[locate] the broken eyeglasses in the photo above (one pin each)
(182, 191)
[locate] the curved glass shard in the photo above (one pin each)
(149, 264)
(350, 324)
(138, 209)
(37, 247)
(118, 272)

■ ■ ■

DO THIS:
Copy out each of the records above, line by line, with every character unchanged.

ANSWER TO THIS EXERCISE:
[locate] the broken eyeglasses in the photo above (one pin each)
(182, 191)
[locate] the curved glass shard in the photo above (one pin each)
(149, 264)
(350, 324)
(138, 209)
(37, 247)
(118, 272)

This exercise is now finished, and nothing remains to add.